__GIVEN DATA__.
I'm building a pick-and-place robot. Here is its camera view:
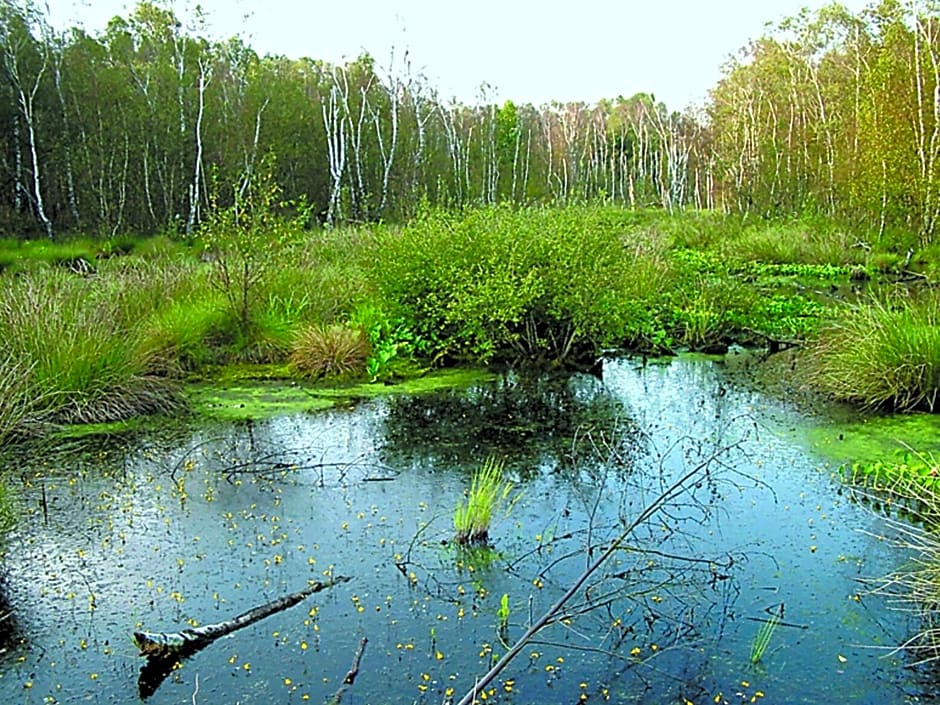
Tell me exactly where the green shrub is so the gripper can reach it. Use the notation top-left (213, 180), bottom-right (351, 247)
top-left (374, 206), bottom-right (674, 364)
top-left (807, 292), bottom-right (940, 411)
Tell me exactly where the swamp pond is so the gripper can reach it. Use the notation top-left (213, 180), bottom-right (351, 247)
top-left (0, 356), bottom-right (931, 705)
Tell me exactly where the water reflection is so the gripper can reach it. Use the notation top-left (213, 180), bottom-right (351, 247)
top-left (381, 373), bottom-right (641, 474)
top-left (0, 358), bottom-right (912, 705)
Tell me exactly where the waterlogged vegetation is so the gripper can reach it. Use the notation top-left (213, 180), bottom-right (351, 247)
top-left (0, 0), bottom-right (940, 705)
top-left (0, 356), bottom-right (929, 705)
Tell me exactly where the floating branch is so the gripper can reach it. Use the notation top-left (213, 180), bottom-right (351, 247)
top-left (326, 637), bottom-right (369, 705)
top-left (134, 575), bottom-right (349, 698)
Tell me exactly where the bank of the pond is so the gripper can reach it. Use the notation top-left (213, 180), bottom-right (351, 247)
top-left (0, 204), bottom-right (940, 448)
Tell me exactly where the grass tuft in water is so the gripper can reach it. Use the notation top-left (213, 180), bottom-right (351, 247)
top-left (454, 456), bottom-right (519, 545)
top-left (809, 292), bottom-right (940, 411)
top-left (751, 604), bottom-right (783, 663)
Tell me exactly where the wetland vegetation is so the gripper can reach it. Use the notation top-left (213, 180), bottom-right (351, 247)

__WRITTEN PROBLEM__.
Retype the records exactly. Any image in them should not appear in what you write.

__SOLUTION BELOW__.
I'm building a pick-and-place robot. Here is its camera view:
Tell me exactly where the green shrub is so the gripper can reach it. Use the notation top-left (213, 180), bottom-right (351, 247)
top-left (374, 206), bottom-right (674, 364)
top-left (807, 292), bottom-right (940, 411)
Tell me exactly where the swamp pond is so the gripper can reach it. Use the notation top-left (213, 180), bottom-right (351, 247)
top-left (0, 356), bottom-right (931, 705)
Tell me exactly where the water reflection is so the gripper can reach it. Use the notation top-left (213, 180), bottom-right (351, 247)
top-left (381, 373), bottom-right (641, 474)
top-left (0, 358), bottom-right (912, 705)
Tell me exactly where the waterlogged vegetation is so the gripper can reach it. Use the notation top-left (213, 180), bottom-right (351, 247)
top-left (0, 0), bottom-right (940, 705)
top-left (0, 356), bottom-right (929, 705)
Tell me exactly where the floating branch is so the gripper can reach it. Use the notation top-left (213, 180), bottom-right (351, 247)
top-left (326, 637), bottom-right (369, 705)
top-left (134, 575), bottom-right (349, 698)
Tell me exactly where the bank of the pond is so the gripper can reach it. Use the notation top-left (213, 180), bottom-right (351, 247)
top-left (0, 204), bottom-right (940, 448)
Tell me exactly where the grass tuft in water is so the gripper can reach it. Use the notation top-left (213, 180), bottom-right (351, 247)
top-left (454, 456), bottom-right (519, 545)
top-left (809, 292), bottom-right (940, 411)
top-left (751, 604), bottom-right (783, 663)
Tell me exactly where the wetland vegetation is so the gripper can reach it. Use the notation top-left (213, 180), bottom-right (351, 247)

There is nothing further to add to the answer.